Selected passage:

━━━━

We're both 23 and have been together just over 7 years, married for 4 months :D x


----------



## Mrs M

Hi, and welcome to bnb. I'm 27 and my dh is 30. We have been together for 10 years and married for 2 1/2 years. x


----------



## sbl

Hi welcome to BnB :flower:

I'm 25 and Oh is 29. We've been together 5 years.

:hugs:
xx


----------



## Jade1234

I am liking this site. :) I am hoping one year ain't too soon! X


----------



## Dimples81

hiya, welcome. Im 30 and we have been together 3 and a bit years


----------



## Squarepants

Hi! I am 22 my partner is 27 and we have been together 5 years :)


----------



## MrsGruffalo

I'm 26, DH is 33. We've been together 3 years in November and married for just over a year.

━━━━

Provided records:
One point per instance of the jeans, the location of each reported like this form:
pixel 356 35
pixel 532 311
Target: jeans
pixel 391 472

━━━━

Directions for this task: Rewrite the forum thread starting with "## Squarepants" and going on through "over a year.", substituting "husband" for "partner". The items have no connection to the forum thread.

Exercise result:
## Squarepants

Hi! I am 22 my husband is 27 and we have been together 5 years :)


----------



## MrsGruffalo

I'm 26, DH is 33. We've been together 3 years in November and married for just over a year.